WRITTEN TASKS
(a) List every monument, park, or fort named in the Colorado landmarks article.
(b) In the Colorado landmarks article, how many passengers did Billy Westall save?
(c) Write the next part of the Colorado landmarks article, following on from its final sentence.

TEXT SECTION

The Centennial State turned 143 years old on August 1. And birthdays, whether we like them or not, are causes for looking back. From Mesa Verde National Park to Bent’s Old Fort, Colorado has plenty of famous, well-trafficked monuments that pay homage to its history. But the state also boasts a slew of lesser-known landmarks that, while small, provide a rich glimpse into how our 100,000 square miles grew up.

1. Westall Monument | Jefferson County

On August 28, 1898, Billy Westall—an engineer for the Denver, South Park, and Pacific Railroad—spotted sand and gravel blocking the tracks near today’s County Road 96 and Dome Rock. His sharp eyes allowed him to slow the train and save its 450 passengers, but the engine flipped over and killed Westall. A year or so later, the Ancient Order of United Workmen placed a granite monument near the crash site to honor the vigilant engineer.

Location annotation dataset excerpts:

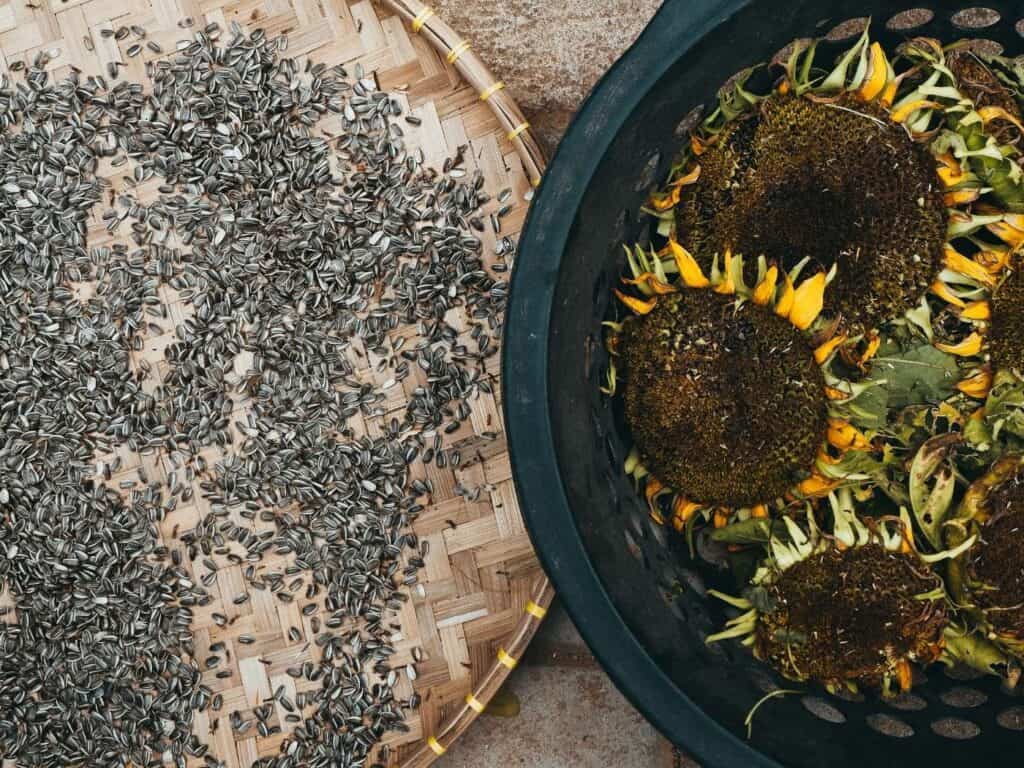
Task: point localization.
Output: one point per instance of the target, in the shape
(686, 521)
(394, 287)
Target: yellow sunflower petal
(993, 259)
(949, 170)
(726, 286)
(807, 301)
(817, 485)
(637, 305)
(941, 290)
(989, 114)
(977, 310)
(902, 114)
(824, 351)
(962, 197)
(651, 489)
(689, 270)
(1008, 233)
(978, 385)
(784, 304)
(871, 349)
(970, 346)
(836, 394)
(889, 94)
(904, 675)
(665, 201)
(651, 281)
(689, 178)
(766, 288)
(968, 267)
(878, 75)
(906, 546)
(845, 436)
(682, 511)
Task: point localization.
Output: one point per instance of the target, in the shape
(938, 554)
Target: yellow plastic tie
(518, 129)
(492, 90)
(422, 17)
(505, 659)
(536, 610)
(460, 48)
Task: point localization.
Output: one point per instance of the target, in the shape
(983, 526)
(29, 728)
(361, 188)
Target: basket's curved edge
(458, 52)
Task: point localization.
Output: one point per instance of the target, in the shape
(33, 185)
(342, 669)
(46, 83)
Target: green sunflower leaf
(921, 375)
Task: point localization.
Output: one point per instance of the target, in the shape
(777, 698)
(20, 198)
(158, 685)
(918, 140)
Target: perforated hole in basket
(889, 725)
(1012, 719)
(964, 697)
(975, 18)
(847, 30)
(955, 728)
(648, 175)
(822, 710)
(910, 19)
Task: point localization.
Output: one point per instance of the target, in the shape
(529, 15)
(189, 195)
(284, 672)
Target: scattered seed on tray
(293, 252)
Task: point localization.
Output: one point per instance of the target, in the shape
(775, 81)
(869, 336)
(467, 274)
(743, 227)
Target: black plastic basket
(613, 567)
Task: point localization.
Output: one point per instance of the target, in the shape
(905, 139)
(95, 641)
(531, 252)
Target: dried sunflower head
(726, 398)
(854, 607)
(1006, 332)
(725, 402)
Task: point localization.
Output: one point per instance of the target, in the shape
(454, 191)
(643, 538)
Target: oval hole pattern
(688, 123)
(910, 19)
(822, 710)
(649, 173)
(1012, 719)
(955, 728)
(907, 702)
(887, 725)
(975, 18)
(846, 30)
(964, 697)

---

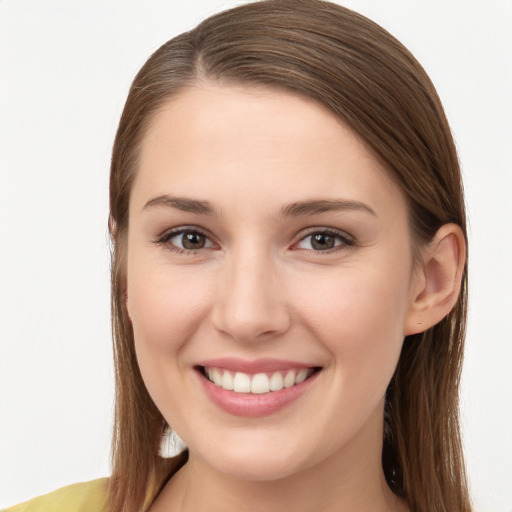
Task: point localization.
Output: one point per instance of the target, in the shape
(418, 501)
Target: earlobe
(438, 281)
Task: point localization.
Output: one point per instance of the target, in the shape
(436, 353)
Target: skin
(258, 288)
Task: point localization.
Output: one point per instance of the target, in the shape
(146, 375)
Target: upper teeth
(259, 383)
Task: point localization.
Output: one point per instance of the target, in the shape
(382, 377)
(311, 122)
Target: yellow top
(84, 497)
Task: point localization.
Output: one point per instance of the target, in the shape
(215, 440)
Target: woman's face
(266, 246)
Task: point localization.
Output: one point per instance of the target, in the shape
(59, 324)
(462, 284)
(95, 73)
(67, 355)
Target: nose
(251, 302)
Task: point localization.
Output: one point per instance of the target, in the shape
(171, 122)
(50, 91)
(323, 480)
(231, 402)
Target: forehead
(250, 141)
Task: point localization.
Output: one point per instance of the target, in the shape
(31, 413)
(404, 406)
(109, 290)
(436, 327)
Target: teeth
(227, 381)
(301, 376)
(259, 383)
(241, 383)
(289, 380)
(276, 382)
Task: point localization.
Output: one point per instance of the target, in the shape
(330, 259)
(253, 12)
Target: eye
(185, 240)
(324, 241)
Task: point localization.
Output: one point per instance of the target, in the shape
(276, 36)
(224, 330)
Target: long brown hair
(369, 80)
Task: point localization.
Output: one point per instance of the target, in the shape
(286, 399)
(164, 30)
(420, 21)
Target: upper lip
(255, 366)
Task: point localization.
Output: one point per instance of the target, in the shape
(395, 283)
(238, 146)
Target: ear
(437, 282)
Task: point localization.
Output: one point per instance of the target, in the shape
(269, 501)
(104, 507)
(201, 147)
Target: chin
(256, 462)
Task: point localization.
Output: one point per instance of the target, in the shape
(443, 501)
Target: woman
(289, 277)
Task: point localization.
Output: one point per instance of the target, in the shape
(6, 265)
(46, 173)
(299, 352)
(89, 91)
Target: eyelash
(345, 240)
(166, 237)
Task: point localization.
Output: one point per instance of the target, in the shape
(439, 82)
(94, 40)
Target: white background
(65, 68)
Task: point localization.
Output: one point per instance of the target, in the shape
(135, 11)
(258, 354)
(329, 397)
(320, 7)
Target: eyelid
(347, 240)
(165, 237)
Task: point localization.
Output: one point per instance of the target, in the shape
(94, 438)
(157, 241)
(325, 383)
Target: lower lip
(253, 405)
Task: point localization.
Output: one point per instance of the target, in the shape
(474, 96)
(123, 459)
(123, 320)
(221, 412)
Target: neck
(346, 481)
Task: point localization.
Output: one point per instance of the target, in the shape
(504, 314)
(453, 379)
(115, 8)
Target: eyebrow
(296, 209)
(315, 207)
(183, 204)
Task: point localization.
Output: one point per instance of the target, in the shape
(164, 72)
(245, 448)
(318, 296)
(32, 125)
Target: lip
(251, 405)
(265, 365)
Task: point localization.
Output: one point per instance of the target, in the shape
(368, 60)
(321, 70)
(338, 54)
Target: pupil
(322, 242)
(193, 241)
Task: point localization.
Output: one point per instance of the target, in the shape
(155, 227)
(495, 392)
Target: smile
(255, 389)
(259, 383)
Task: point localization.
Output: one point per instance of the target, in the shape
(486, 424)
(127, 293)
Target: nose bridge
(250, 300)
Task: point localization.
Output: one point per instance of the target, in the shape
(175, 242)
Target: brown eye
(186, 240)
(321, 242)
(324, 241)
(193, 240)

TASK RESULTS
(a) Mesa Verde National Park, Bent's Old Fort, Westall Monument

(b) 450

(c)
2. Homestake Mine Disaster Headstone | Leadville

About 130 years ago, one of the worst avalanche disasters in Colorado history killed 10 miners outside Leadville. Nearly two weeks of heavy snow led to the slide, which buried several bunkhouses filled with sleeping miners. To pay tribute, Leadville residents raised almost $1,900 (about $50,000 today) to help pay for a six-foot-tall gravestone of a kneeling, head-bowed woman. The monument stands in the town’s Evergreen Cemetery, where eight of the men are buried.

3. Dearfield Agricultural Settlement | Weld County

After reading Booker T. Washington’s autobiography, Denver entrepreneur Oliver Toussaint Jackson decided to create Dearfield, a self-sufficient agricultural settlement for black people. Founded in 1910, it thrived until the Great Depression and Dust Bowl, when droughts and economic hardship forced residents to desert the town. A few abandoned buildings—including Jackson’s home and a gas station—remain.

Illustration by John S. Dykes

4. Silas S. Soule Assassination Memorial | Denver

An Army officer who came to the state to search for gold, Captain Silas S. Soule famously refused orders to attack a peaceful camp of Arapaho and Cheyenne Native Americans during the 1864 Sand Creek Massacre. Sixty-seven days after testifying against Colonel John Chivington, the leader of the assault, 26-year-old Soule was assassinated—likely as payback for exposing his boss’ actions. A small plaque at 15th and Arapahoe streets, erected in 2010, marks the approximate murder site.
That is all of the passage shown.